→ **Aim of the exercise**
Locate the line containing "Please locate the mustache" in the data below. Reproduce it and every following line up to the end, exactly as given.

== Task input

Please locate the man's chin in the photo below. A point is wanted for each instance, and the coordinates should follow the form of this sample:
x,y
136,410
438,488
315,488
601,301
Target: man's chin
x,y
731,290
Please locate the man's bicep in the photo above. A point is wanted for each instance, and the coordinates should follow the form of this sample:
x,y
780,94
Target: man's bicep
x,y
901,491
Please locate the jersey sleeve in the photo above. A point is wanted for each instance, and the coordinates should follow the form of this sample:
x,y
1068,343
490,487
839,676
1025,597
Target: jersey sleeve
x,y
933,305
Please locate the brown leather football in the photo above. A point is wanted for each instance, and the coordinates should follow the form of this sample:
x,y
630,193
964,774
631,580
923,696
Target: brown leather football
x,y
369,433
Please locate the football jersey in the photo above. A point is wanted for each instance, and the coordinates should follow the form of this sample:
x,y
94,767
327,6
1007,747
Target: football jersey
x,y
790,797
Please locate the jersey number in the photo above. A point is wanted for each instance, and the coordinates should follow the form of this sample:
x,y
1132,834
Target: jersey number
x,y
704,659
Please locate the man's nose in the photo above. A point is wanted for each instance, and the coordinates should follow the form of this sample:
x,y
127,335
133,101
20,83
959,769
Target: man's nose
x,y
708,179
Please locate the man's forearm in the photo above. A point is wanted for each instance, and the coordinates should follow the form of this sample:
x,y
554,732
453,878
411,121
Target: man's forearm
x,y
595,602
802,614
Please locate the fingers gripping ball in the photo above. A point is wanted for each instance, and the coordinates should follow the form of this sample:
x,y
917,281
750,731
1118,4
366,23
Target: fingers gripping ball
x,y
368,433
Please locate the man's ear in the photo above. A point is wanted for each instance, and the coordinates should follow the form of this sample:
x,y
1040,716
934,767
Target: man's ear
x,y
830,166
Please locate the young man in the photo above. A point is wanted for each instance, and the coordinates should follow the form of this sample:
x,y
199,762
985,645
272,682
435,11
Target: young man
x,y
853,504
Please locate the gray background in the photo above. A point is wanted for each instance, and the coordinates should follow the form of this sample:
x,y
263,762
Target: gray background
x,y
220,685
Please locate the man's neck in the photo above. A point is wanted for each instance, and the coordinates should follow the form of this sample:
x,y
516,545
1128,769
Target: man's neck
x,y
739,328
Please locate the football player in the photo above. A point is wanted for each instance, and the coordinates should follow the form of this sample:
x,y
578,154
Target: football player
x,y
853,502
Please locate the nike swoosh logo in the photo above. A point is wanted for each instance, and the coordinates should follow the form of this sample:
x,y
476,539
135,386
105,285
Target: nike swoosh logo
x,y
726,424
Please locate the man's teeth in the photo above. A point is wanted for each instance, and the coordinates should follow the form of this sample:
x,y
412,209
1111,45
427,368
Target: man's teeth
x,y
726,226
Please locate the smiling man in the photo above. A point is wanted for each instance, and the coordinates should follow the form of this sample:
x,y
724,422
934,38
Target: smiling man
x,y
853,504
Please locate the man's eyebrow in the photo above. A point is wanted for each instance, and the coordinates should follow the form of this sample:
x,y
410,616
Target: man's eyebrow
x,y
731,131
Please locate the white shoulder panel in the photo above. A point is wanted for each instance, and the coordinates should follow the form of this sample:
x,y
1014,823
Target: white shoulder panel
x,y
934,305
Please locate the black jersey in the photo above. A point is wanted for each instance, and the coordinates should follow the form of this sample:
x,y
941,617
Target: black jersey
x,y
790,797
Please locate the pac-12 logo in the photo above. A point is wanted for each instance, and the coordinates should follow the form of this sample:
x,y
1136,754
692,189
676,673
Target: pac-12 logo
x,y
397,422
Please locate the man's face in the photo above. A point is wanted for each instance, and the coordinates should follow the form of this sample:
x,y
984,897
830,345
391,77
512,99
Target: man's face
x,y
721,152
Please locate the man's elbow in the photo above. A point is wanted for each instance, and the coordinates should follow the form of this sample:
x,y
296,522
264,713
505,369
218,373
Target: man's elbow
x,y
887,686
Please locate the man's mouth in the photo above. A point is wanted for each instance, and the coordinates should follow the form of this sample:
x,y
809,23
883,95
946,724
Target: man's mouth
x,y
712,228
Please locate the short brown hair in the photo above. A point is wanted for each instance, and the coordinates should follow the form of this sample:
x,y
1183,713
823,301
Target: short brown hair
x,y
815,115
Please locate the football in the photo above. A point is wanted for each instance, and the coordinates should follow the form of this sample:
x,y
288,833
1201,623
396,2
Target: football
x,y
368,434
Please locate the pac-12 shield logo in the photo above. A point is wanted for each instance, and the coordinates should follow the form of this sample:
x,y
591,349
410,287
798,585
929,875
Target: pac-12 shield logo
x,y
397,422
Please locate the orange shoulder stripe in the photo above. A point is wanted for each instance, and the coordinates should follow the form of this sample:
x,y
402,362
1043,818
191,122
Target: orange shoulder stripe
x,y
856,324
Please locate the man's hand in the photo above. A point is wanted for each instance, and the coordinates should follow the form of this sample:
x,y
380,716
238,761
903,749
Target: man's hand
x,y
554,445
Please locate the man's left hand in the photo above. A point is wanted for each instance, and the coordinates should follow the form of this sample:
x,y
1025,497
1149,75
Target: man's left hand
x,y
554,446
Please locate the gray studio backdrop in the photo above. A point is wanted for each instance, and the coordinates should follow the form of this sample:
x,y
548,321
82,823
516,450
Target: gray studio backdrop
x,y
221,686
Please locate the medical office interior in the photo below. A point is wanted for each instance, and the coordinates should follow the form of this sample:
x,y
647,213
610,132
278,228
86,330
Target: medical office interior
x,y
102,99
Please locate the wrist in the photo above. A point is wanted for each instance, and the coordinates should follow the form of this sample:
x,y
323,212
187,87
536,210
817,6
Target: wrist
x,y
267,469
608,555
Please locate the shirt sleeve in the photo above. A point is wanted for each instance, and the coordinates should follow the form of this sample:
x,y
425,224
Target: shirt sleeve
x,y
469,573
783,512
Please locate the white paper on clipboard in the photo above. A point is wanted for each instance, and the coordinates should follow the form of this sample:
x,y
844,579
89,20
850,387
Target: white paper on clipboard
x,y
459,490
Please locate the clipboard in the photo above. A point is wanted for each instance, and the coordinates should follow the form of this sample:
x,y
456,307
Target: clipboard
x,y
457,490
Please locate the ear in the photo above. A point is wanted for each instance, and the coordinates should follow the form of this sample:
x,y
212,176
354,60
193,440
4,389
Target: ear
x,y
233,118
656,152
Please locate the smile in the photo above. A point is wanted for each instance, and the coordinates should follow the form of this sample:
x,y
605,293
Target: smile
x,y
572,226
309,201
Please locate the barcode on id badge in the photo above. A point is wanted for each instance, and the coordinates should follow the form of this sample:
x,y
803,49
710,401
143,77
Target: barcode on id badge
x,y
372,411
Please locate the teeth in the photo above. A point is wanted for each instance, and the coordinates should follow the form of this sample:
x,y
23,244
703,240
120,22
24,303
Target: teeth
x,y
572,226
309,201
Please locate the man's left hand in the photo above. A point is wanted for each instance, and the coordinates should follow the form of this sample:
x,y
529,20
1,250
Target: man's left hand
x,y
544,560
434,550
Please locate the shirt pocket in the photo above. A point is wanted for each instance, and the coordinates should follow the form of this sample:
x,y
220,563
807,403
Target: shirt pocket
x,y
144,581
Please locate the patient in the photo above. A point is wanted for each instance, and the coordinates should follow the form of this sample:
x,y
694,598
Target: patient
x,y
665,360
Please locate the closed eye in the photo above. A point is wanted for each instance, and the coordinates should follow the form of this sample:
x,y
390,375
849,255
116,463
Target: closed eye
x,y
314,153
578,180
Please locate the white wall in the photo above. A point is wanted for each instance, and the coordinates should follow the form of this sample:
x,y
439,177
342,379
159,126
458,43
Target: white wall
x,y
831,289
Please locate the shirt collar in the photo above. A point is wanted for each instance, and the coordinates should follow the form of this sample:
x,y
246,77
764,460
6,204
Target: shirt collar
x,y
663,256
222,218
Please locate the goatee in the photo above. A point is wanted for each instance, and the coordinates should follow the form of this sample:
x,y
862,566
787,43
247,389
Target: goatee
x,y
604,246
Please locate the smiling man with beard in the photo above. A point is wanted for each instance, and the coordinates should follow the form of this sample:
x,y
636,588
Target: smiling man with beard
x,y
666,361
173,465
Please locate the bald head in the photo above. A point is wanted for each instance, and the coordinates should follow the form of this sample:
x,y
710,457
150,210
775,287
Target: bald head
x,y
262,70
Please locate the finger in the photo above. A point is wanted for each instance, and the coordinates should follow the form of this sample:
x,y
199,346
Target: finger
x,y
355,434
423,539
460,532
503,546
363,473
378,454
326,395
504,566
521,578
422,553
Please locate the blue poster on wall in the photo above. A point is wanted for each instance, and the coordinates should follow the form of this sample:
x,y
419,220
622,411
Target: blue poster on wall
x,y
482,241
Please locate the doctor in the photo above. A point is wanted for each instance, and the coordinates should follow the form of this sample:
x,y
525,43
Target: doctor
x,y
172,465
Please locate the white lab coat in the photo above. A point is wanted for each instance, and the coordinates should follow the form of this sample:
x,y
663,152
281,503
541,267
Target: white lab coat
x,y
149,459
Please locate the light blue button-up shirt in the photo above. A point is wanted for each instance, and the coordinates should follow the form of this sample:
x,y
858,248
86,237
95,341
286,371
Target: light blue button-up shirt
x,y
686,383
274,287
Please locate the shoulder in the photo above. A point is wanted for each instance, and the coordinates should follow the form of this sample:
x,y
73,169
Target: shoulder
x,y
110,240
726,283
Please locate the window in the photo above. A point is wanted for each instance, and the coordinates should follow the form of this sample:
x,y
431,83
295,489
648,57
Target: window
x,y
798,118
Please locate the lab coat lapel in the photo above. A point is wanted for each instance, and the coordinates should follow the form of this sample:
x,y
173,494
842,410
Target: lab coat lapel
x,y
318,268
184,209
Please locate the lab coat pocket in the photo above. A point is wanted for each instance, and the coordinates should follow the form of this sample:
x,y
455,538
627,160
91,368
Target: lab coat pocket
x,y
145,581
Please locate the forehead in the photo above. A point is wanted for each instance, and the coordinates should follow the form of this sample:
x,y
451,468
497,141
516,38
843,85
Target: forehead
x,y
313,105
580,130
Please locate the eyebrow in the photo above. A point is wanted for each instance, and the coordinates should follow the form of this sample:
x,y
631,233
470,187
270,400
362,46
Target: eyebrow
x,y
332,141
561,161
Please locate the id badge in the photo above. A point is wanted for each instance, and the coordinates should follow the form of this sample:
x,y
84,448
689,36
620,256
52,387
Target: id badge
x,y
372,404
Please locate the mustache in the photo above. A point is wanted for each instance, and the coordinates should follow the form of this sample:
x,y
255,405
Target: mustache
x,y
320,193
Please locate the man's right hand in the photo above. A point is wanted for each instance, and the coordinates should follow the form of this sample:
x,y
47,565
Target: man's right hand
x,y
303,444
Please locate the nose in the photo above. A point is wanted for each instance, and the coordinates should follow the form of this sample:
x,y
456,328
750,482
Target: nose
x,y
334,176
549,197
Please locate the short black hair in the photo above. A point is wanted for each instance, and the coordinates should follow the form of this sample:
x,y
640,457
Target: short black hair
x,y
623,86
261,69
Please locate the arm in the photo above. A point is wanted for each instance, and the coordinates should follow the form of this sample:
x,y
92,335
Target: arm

====

→ **Result**
Please locate the mustache in the photo above. A point is wanted for each instance, and the coordinates should follow the form of this sample:
x,y
255,405
Target: mustache
x,y
320,193
Please locate the man's right hand in the photo above. A point is wanted for each instance, and the coordinates should follow the form of this sample:
x,y
47,565
Target: man's right hand
x,y
303,444
Please locate the nose in the photo above. A point is wanted for each instance, and the coordinates should follow the form of this sample:
x,y
456,328
750,482
Target: nose
x,y
334,176
549,197
Please locate the short black hair in the photo above. A point is wanted for each instance, and the coordinates should follow the form of this sample:
x,y
640,457
Target: short black hair
x,y
623,86
261,69
Please locate the arm in the photo above. A point is wanted for each instance, and the coordinates should follow the form of this sample:
x,y
92,335
Target: arm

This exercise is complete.